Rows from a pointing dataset
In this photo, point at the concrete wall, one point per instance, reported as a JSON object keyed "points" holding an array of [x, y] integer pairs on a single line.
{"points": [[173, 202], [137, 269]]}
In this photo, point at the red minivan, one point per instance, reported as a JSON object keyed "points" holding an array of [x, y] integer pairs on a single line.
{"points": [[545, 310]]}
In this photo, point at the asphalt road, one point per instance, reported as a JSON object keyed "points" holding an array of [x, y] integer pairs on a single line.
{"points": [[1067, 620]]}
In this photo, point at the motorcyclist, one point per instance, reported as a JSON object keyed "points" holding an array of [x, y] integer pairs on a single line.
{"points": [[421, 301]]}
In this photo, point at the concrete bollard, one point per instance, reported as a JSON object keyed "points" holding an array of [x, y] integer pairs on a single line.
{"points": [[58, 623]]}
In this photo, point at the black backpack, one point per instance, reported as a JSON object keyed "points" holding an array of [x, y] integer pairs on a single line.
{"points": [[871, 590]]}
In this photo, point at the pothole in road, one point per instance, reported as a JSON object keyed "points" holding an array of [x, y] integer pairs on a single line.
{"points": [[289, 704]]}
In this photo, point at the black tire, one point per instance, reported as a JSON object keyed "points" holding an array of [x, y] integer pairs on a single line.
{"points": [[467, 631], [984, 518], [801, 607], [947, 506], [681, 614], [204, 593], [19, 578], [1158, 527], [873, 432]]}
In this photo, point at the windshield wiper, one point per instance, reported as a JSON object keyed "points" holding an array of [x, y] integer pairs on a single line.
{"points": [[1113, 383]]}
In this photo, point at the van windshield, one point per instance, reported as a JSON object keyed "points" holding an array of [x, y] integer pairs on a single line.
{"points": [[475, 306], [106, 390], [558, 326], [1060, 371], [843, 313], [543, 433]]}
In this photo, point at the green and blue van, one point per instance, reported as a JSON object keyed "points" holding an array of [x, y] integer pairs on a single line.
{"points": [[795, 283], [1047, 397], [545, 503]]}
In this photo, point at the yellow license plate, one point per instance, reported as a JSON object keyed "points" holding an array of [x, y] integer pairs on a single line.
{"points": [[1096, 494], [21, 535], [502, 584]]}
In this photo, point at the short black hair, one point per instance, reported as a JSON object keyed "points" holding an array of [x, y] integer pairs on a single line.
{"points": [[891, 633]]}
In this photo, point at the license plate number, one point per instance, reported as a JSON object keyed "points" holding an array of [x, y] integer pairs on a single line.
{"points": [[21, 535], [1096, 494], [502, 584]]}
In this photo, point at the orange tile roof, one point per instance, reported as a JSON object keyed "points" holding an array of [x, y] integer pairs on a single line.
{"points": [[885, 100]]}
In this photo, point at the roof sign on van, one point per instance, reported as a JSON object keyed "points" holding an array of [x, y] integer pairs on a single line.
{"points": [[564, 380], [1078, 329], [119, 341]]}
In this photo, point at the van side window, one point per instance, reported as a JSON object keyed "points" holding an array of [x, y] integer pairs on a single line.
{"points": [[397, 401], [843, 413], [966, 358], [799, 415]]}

GOAL:
Reproduce the full listing exactly.

TASK RESULT:
In this photo, point at the concrete wall, one point per instance, reported as a JSON object keyed "points" holding an array of [x, y] integer pairs on a single line.
{"points": [[173, 202], [137, 269]]}
In this photo, point at the red minivan, one point per instance, reported as a JSON object keyed "points" holding an array of [x, y] integer pairs on a single line.
{"points": [[545, 310]]}
In this photo, point at the asphalt road, one point per instance, reported as a JSON object keyed "points" holding an array of [x, y] integer pairs on a single line.
{"points": [[1067, 620]]}
In this photo, point at the motorcyclist, one point per instance, reported as a JSON object keyed "points" holding an array of [x, y] integer pairs on a single line.
{"points": [[421, 301]]}
In this photo, point at the concrete bollard, one point per instance, reported as a JSON object keyed "points" holding an array of [x, y] integer pairs on a single line.
{"points": [[58, 623]]}
In this photo, point at the black backpack, one point per instance, reported as a JSON object keyed "points" holding an array of [x, y] integer pairs on a single line.
{"points": [[871, 590]]}
In this photo, point at the pothole in road, one point per instance, reported as a JSON object keyed "points" holding an array of [x, y] integer pairs on a single line.
{"points": [[289, 704]]}
In this photo, point at the black tire, one point per instance, reported as a JSON object keyed "points" holding an array of [x, y] integer pairs on a single line.
{"points": [[467, 631], [984, 518], [801, 607], [947, 506], [681, 614], [204, 593], [19, 578], [1158, 527], [873, 432]]}
In this photo, point at the windshield wiper, one point per instance, reported as a JSON object keyed "points" holding an array of [x, y] integer pairs on a single line.
{"points": [[1113, 383]]}
In this photo, point at the van windshield, one point per instance, reported as a JSON object keyed "points" holding an array of [x, y] integer pairs on a single line.
{"points": [[475, 306], [106, 390], [558, 326], [1060, 371], [843, 313], [543, 433]]}
In this photo, point at the green and blue van, one point per instance, reported as a JSON object keyed "points" holding an array of [x, y] integer pairs on a single line.
{"points": [[795, 283], [1047, 397], [545, 503]]}
In this photo, point at the yellow license plate, one point per instance, reported as a JSON object keyed "points" holding an array of [x, y] integer pairs on a single line.
{"points": [[1096, 494], [21, 535], [502, 584]]}
In this photo, point at the short black hair, one point per instance, reported as a JSON object keyed "points" holding an array of [x, y] integer pairs on a single line.
{"points": [[891, 633]]}
In this photo, point at the license plate number, one point per instance, reported as a JSON object keyed "points" holding an array of [x, y] integer pairs on a single line.
{"points": [[21, 535], [1096, 494], [502, 584]]}
In this photo, point at the orange tile roof, one point per instance, reported as a JSON object keyed "points" holding an array of [x, y] integer pairs on a single line.
{"points": [[885, 100]]}
In this photo, point at the roof sign on van, one point per instance, reported as a JSON object keyed "points" holding an array of [x, y] integer pairs on a single line.
{"points": [[564, 380], [1078, 329], [119, 341]]}
In this photo, point at the van side window, one point per instance, reported as a JSON object keyed "points" holding an array of [x, y] integer pairs on a single line.
{"points": [[397, 401], [843, 413], [966, 358], [799, 415]]}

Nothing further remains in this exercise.